━━━ The input ━━━
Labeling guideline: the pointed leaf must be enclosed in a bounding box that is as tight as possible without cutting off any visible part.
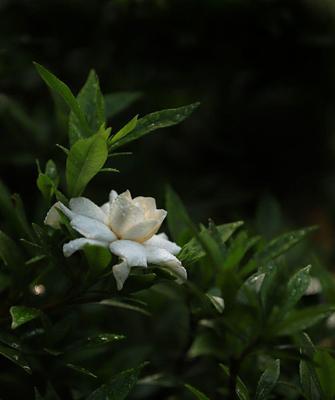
[255,360,280,400]
[185,384,209,400]
[34,63,91,136]
[0,345,31,374]
[87,366,143,400]
[69,70,105,146]
[111,103,200,150]
[105,92,142,119]
[66,135,108,197]
[9,306,41,329]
━━━
== Given problem ==
Reproduce the entire listing above, including its labeling guideline, and shift every bounding-box coordinate by adding 76 to it. Omit the picture from your reproduction.

== Right answer ==
Labeling guideline: the pointed leaf must be enclosed in a bounding box that is as tight as possible without cutting off any visible part.
[331,436,356,476]
[261,460,285,476]
[110,139,167,212]
[76,421,107,450]
[163,442,219,476]
[145,146,181,222]
[187,179,276,226]
[181,168,218,195]
[142,211,184,273]
[85,382,117,405]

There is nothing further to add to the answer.